TASK STATEMENT:
Repeat the lines that follow, leaving nothing out.
● ● ● ● ● ● ●
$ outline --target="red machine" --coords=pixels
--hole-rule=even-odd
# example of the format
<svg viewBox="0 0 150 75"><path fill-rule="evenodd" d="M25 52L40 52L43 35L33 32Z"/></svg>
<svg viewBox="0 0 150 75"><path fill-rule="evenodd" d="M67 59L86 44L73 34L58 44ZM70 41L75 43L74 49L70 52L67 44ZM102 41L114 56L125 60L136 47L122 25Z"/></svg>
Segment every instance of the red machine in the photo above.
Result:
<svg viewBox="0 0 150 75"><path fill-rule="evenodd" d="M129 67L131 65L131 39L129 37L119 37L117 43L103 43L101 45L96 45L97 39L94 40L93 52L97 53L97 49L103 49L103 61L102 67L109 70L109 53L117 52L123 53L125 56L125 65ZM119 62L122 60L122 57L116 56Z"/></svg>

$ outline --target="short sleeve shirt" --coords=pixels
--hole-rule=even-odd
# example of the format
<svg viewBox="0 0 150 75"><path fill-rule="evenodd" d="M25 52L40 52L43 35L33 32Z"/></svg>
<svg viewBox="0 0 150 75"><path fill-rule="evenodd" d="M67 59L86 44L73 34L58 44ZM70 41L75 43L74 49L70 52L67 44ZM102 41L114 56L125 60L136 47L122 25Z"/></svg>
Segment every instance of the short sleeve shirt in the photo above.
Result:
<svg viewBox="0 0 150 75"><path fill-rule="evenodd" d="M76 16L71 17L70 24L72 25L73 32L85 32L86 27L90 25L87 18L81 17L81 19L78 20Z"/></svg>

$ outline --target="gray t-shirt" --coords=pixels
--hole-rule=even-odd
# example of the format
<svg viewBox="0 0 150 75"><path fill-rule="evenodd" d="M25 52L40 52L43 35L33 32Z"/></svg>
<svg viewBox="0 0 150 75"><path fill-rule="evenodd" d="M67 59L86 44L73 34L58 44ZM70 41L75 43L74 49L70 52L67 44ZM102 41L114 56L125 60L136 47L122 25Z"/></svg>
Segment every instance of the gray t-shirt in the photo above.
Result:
● ● ● ● ● ● ●
ANSWER TO THE TASK:
$ outline --target="red machine" --coords=pixels
--hole-rule=even-odd
# example of the format
<svg viewBox="0 0 150 75"><path fill-rule="evenodd" d="M25 52L40 52L43 35L33 32Z"/></svg>
<svg viewBox="0 0 150 75"><path fill-rule="evenodd" d="M67 59L86 44L73 34L58 44ZM70 41L75 43L74 49L70 52L67 44ZM102 41L114 56L125 60L136 47L122 25Z"/></svg>
Segment every instance of the red machine in the photo above.
Result:
<svg viewBox="0 0 150 75"><path fill-rule="evenodd" d="M129 67L131 65L131 39L129 37L119 37L117 43L103 43L101 45L96 45L97 39L94 40L93 52L97 53L97 49L103 49L103 61L102 67L109 70L109 53L117 52L123 53L125 56L125 65ZM119 62L122 60L122 57L116 56Z"/></svg>

$ outline --target="short sleeve shirt" --coords=pixels
--hole-rule=even-odd
# example of the format
<svg viewBox="0 0 150 75"><path fill-rule="evenodd" d="M25 52L40 52L43 35L33 32Z"/></svg>
<svg viewBox="0 0 150 75"><path fill-rule="evenodd" d="M67 59L86 44L73 34L58 44ZM70 41L75 43L74 49L70 52L67 44ZM102 41L114 56L125 60L136 47L122 25Z"/></svg>
Segment every instance of the short sleeve shirt in the photo above.
Result:
<svg viewBox="0 0 150 75"><path fill-rule="evenodd" d="M76 16L71 17L70 24L72 25L73 32L85 32L86 27L90 25L87 18L81 17L81 19L78 20Z"/></svg>

$ outline --target="gray t-shirt" --coords=pixels
--hole-rule=even-odd
# example of the format
<svg viewBox="0 0 150 75"><path fill-rule="evenodd" d="M25 52L40 52L43 35L33 32Z"/></svg>
<svg viewBox="0 0 150 75"><path fill-rule="evenodd" d="M67 59L86 44L73 34L58 44ZM70 41L75 43L74 49L70 52L67 44ZM102 41L114 56L125 60L136 47L122 25Z"/></svg>
Segment every instance of the gray t-shirt in the photo above.
Result:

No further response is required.